- **REQUEST A**: According to the Marvel transcript, how much did Ronald Perelman pay for Marvel in 1989?
- **REQUEST B**: Please list each detail the Marvel transcript uses to describe Ronald Perelman himself, leaving out what he did after buying Marvel.
- **REQUEST C**: Extend the transcript about Marvel under Ronald Perelman, picking up after its final line.
--- Start of QUOTED PASSAGE ---
FEMALE_1: In 1989, Ronald Perelman bought Marvel for $82.5 million.

FEMALE_1: The billionaire businessman with

FEMALE_1: a signature grin and a huge cigar had

FEMALE_1: a long repertoire of turning

FEMALE_1: around dying brands for a profit.

FEMALE_1: He immediately raised prices and pumped out more titles.

FEMALE_1: Initially, fans were buying multiple copies of

FEMALE_1: each new comic betting on their eventual high worth.

Charles Soule: And so, that generated a,

Charles Soule: sort of a speculator boom in- in the same way

Charles Soule: that any speculator boom happens, and so,

Charles Soule: people were buying 10 copies of,

Charles Soule: of a comic and,

Charles Soule: and stocking nine of them away

Charles Soule: in the hopes that they would be worth

Charles Soule: millions of dollars someday.

FEMALE_1: Within just two years, profits increased tenfold.
--- End of QUOTED PASSAGE ---
--- Start of DATA ROWS ---
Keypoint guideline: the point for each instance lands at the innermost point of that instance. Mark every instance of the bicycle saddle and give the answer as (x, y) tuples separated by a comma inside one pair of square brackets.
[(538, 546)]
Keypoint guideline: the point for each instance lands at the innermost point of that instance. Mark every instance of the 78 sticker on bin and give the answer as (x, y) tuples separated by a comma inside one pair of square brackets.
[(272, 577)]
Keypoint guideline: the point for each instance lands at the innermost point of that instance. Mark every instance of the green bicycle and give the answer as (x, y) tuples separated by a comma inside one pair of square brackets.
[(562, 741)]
--- End of DATA ROWS ---
- **ANSWER A**: $82.5 million.

- **ANSWER B**:
- Billionaire businessman
- Signature grin
- Huge cigar
- Long repertoire of turning around dying brands for a profit

- **ANSWER C**:
FEMALE_1: But, what Marvel made in cash,

FEMALE_1: the comics lost in quality.

Charles Soule: Comic sellers at all levels

Charles Soule: were printing what were called variants.

Charles Soule: And, and so, you'd have a comic with the same inside,

Charles Soule: the same story in the inside

Charles Soule: but like a different cover or

Charles Soule: a slight- a slight variation

Charles Soule: on the way that it was presented.

FEMALE_1: The pressure for profits was decreasing

FEMALE_1: the quality of the product

FEMALE_1: which was now flooding the market.

FEMALE_1: The rise in the future value

FEMALE_1: was becoming increasingly unlikely.

FEMALE_1: To double down on profits,

FEMALE_1: Marvel decided to produce more memorabilia,

FEMALE_1: but the industry was shrinking and Marvel was in trouble.

Stan Lee: We haven't been too lucky.

FEMALE_1: [NOISE] By 1995,

FEMALE_1: chasing profits caught up to Perelman and marvel.

FEMALE_1: The company reported a loss of

FEMALE_1: $48 million and a death of $581 million.

FEMALE_1: At this point, Perelman knew the future was

FEMALE_1: in film and not in cards or comics.

FEMALE_1: So, he proposed merging

FEMALE_1: Marvel with action figure company,

FEMALE_1: Toy Biz to launch Marvel Studios.

FEMALE_1: However, shareholders blocked the plan arguing

FEMALE_1: financial damage to shares would be too great.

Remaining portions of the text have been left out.